Your instructions:
Every record should be copied exactly, and the images omitted.

Data in this exercise:
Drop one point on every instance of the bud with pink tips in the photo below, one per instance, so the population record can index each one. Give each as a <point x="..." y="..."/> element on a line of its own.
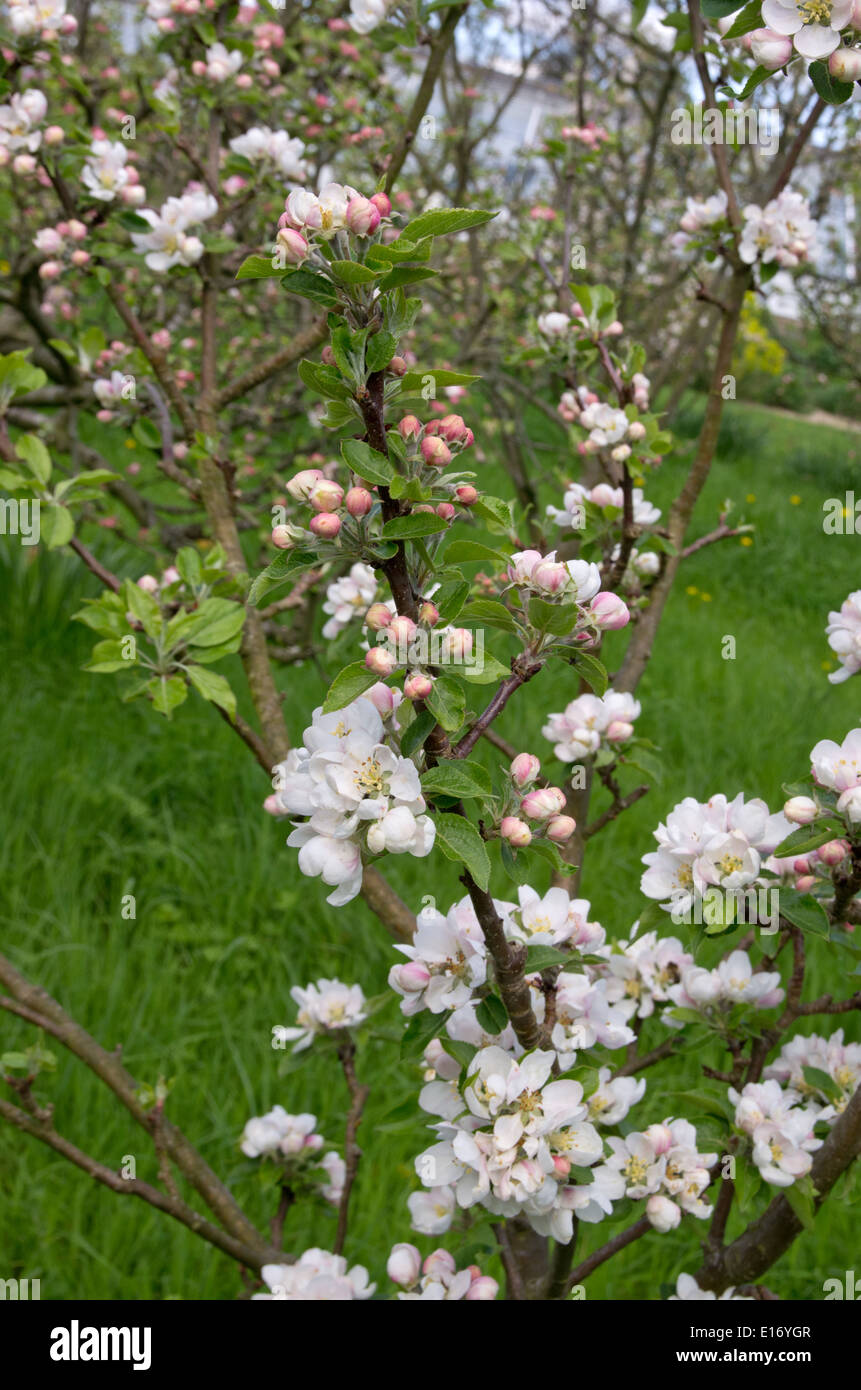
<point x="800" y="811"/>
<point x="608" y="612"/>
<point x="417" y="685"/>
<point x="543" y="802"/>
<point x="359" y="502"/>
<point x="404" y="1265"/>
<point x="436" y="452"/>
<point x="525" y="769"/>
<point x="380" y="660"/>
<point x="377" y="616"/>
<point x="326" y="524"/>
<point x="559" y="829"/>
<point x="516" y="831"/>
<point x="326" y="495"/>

The completed task:
Drop one point on every instance of the bud with pink tips in the photo below, one per instance, so the population record can index each one. Give each as a <point x="..." y="..."/> element on a line of its own.
<point x="800" y="811"/>
<point x="608" y="612"/>
<point x="417" y="685"/>
<point x="543" y="802"/>
<point x="359" y="502"/>
<point x="404" y="1265"/>
<point x="436" y="452"/>
<point x="525" y="769"/>
<point x="380" y="660"/>
<point x="377" y="616"/>
<point x="326" y="524"/>
<point x="559" y="829"/>
<point x="516" y="831"/>
<point x="326" y="495"/>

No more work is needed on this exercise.